» INSTRUCTIONS TO FOLLOW:
Look through the lines below; wherever the word "sweater" appears, copy that line.

» Referring expression grounding data:
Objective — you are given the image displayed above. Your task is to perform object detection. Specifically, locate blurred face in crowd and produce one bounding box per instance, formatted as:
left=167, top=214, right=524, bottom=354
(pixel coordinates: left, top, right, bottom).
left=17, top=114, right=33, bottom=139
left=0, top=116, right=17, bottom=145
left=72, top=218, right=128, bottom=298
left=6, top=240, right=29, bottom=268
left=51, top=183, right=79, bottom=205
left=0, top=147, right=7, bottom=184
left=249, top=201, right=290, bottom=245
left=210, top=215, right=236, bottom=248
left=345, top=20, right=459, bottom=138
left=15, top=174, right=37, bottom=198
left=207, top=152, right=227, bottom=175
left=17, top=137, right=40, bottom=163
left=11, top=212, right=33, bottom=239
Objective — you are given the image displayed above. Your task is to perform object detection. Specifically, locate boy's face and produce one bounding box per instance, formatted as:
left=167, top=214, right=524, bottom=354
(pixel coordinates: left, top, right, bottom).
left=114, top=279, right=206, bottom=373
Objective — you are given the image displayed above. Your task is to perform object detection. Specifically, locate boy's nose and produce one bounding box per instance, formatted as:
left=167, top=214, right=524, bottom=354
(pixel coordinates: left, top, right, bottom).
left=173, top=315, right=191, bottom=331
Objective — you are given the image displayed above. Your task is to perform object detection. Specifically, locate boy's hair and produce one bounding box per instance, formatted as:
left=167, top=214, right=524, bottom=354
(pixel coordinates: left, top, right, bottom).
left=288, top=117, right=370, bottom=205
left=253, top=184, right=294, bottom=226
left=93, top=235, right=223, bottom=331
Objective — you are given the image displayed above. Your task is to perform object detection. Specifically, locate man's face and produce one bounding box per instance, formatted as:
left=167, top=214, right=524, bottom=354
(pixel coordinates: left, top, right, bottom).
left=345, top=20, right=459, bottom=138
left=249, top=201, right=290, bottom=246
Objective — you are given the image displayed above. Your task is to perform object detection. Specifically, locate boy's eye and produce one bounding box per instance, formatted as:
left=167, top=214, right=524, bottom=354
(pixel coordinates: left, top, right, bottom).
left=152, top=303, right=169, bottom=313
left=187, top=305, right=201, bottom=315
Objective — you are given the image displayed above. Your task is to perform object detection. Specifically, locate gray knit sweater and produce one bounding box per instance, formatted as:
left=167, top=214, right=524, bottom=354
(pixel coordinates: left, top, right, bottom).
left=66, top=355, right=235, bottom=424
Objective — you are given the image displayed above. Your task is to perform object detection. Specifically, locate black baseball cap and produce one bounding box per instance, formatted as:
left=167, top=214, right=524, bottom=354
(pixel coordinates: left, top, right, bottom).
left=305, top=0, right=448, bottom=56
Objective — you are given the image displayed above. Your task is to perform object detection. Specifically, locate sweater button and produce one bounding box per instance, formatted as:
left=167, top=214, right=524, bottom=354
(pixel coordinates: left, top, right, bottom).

» OUTPUT FOR THIS EXERCISE:
Objective — you are given the image displayed above. Your task is to perform object detection. Specifically, locate gray knit sweater and produce one bounding box per instance, formatted as:
Objective — you are given the image displayed above. Your task is to perform object detection. Specifically, locate sweater button and produce one bounding box per instance, formatted as:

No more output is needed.